>>>

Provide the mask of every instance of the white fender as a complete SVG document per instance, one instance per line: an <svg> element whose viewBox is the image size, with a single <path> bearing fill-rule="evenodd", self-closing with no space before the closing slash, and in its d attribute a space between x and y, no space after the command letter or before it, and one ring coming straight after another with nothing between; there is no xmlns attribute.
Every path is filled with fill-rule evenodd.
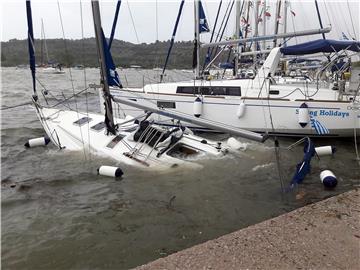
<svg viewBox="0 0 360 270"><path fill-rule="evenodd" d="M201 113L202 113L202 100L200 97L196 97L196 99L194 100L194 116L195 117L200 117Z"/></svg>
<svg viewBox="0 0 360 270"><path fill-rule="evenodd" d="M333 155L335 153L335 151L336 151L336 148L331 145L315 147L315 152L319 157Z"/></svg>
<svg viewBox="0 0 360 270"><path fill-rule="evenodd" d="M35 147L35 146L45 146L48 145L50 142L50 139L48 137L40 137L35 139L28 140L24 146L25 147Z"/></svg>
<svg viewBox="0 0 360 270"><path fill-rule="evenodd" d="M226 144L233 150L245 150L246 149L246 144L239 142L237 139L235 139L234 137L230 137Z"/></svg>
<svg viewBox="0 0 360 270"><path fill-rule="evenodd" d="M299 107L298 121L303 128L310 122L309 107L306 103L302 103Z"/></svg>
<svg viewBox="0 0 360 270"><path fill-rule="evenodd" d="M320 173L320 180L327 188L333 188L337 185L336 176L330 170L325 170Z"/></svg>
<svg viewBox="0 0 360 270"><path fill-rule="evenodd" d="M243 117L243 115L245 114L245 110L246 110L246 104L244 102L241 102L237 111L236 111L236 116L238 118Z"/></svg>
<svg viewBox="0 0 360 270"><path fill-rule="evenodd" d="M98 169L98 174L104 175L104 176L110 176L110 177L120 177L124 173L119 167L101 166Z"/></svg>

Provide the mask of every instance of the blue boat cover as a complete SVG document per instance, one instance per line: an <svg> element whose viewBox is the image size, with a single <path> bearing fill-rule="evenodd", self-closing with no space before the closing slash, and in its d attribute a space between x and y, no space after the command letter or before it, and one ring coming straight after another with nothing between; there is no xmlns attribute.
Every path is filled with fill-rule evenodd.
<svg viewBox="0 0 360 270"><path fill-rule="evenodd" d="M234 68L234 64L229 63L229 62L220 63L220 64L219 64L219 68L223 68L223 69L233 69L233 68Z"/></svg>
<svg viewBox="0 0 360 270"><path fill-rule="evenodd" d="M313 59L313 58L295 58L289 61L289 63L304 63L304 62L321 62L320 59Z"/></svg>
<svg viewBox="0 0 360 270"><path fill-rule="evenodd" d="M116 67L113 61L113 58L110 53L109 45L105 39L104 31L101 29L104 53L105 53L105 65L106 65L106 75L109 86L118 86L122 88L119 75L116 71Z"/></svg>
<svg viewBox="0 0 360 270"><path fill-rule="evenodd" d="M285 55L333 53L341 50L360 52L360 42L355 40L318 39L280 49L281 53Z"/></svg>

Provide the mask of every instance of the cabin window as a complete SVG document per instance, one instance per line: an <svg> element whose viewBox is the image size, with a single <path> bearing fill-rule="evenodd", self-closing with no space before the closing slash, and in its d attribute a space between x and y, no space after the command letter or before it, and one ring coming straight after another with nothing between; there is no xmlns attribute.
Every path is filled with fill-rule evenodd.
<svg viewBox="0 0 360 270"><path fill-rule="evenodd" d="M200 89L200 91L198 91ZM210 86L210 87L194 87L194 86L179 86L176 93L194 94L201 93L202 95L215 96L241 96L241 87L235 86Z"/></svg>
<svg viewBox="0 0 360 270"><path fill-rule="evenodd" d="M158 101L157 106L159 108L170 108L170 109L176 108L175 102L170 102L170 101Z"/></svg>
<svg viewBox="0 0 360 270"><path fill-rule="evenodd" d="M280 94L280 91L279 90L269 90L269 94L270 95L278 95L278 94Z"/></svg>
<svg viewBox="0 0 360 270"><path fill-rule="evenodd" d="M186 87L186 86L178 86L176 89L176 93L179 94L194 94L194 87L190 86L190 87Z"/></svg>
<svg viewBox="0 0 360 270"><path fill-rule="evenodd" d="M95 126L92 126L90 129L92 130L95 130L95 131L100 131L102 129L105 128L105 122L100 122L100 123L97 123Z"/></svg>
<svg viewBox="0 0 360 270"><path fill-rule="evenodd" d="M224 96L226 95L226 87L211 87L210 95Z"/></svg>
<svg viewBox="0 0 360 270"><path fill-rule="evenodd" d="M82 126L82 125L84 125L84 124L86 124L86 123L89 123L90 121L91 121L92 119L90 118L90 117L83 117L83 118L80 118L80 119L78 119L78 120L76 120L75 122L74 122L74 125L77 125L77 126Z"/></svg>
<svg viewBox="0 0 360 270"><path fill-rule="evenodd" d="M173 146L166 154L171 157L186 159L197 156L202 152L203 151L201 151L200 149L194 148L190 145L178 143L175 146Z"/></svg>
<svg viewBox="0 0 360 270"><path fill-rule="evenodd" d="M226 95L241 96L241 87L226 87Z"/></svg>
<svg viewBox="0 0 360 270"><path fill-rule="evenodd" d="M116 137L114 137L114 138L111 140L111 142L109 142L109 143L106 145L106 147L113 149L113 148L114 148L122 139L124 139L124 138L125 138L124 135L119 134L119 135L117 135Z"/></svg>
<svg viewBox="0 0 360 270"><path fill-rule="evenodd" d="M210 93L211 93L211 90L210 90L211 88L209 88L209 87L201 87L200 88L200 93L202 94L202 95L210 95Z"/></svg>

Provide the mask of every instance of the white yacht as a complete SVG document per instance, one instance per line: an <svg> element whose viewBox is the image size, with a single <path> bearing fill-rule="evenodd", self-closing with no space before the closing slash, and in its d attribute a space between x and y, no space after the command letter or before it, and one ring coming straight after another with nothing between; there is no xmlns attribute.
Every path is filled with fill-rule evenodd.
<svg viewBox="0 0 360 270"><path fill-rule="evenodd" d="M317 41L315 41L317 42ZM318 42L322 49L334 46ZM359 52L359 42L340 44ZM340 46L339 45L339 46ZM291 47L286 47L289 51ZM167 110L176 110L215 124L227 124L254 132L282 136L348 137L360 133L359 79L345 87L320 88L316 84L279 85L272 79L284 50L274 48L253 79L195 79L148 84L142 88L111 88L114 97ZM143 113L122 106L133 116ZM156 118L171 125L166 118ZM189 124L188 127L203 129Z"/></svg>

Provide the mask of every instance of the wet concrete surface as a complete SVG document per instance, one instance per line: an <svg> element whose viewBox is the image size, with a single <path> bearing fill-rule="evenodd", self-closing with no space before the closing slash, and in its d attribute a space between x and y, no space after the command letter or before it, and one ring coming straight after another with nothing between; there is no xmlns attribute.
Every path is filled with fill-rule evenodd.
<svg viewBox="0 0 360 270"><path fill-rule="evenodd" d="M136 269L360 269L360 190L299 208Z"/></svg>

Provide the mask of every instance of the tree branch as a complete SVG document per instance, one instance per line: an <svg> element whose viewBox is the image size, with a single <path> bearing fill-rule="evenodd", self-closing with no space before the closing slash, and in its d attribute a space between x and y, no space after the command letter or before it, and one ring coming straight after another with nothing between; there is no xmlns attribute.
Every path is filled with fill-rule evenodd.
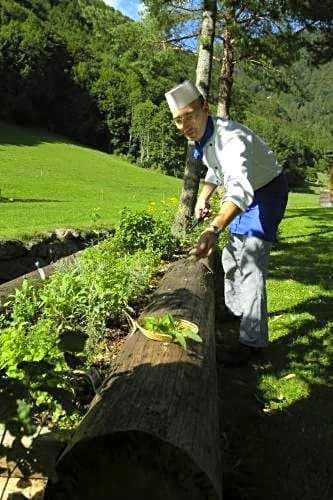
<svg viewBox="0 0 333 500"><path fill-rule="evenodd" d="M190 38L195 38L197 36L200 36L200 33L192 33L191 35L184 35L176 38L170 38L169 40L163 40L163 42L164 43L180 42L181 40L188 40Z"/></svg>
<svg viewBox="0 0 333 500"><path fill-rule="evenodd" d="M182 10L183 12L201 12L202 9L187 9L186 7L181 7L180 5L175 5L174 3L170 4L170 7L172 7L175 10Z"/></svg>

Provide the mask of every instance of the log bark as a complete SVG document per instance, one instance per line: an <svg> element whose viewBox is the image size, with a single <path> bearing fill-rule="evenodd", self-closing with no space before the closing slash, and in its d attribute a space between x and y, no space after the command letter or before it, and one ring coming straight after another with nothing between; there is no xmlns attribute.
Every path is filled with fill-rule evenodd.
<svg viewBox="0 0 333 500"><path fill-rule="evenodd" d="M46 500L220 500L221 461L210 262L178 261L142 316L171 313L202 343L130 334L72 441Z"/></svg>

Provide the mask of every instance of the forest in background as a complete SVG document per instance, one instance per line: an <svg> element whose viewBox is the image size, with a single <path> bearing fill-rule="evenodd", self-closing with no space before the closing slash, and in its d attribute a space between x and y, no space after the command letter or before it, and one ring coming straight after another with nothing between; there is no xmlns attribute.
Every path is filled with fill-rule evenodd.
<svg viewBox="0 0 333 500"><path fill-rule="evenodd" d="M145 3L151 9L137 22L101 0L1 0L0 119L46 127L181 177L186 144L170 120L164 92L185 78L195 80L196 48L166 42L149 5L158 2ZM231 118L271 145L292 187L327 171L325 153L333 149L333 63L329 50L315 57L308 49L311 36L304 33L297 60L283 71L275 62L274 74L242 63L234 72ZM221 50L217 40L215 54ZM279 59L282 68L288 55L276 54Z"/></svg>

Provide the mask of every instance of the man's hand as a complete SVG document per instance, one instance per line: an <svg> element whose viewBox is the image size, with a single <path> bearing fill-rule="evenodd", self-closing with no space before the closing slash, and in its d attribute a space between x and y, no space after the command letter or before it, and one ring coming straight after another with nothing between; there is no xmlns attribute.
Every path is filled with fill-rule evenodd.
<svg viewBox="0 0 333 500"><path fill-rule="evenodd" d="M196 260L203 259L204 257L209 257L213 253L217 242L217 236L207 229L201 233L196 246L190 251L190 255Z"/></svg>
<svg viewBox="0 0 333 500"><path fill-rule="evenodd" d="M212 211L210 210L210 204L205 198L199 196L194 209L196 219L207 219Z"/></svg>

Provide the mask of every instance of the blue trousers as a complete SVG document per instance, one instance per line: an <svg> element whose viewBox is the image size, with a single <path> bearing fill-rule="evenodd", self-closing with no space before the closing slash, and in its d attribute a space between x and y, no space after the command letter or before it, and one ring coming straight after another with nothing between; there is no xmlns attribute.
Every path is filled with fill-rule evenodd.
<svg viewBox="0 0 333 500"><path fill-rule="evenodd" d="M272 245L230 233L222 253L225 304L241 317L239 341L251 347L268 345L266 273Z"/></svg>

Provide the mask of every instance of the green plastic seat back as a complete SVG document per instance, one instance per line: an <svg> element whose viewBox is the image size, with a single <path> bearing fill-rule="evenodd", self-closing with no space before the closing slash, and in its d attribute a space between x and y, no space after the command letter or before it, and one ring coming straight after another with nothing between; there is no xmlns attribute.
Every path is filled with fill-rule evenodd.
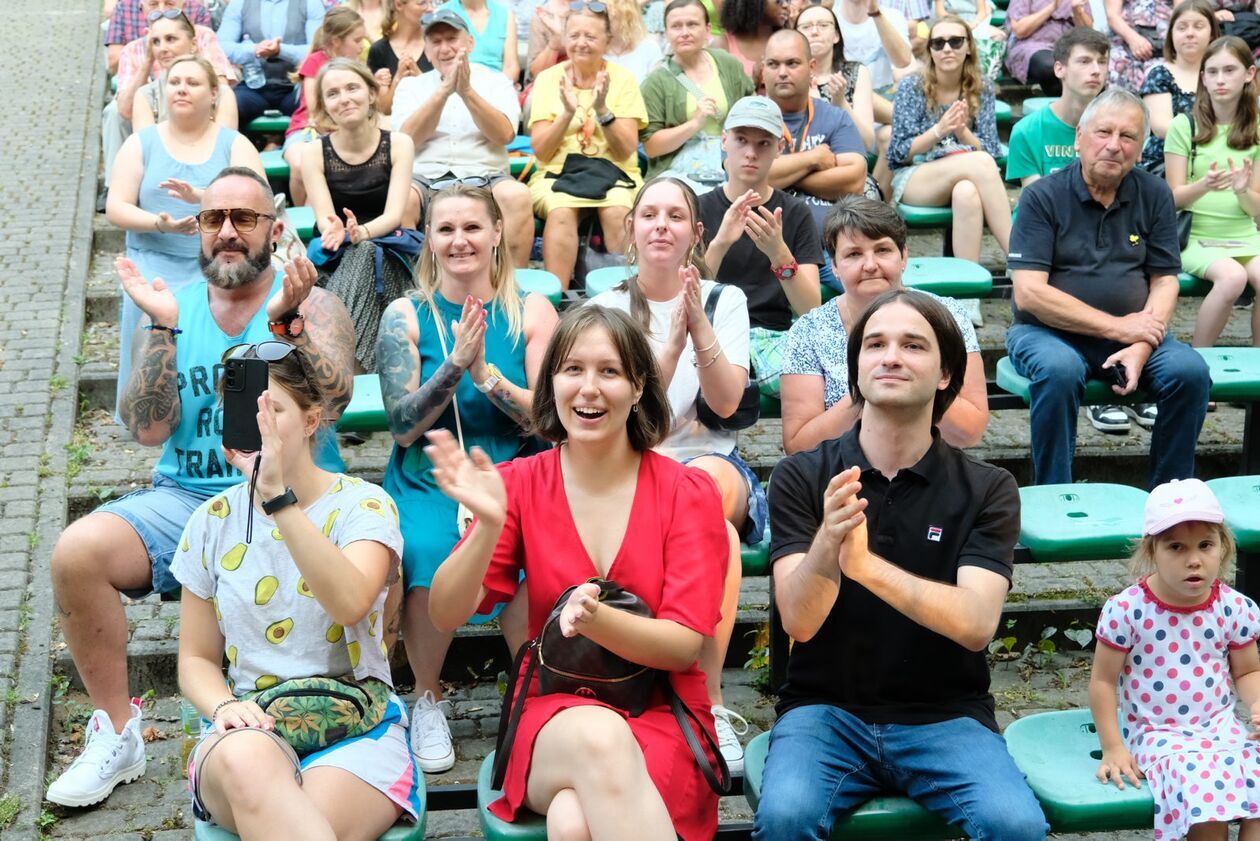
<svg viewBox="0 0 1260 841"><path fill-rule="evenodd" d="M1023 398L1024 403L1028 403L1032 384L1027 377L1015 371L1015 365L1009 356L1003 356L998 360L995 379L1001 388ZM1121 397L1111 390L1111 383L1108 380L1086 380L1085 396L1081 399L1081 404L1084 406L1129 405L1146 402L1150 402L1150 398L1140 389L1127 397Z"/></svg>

<<<

▶ [Exercise]:
What lines in the entries above include the string "white"? Return each one.

▶ [Answer box]:
Provide the mask of every instance of the white fender as a complete SVG document per instance, one instance per line: an <svg> element whose viewBox is the image size, with a single <path> bearing fill-rule="evenodd", self-closing with no space before the closing slash, and in its d attribute a space between x and y, no space after the command letter or before it, and one ring coming straight after another with nothing between; there is no xmlns attribute.
Provide the mask of every instance of the white yacht as a complete SVG document per instance, one instance per line: an <svg> element whose viewBox is the image size, with a single <path> bearing fill-rule="evenodd", self-closing with no space before the closing slash, and in its d attribute a space between x and y, no space after the command letter or before it, and one ring coming straight after another with nothing between; there is no xmlns attribute.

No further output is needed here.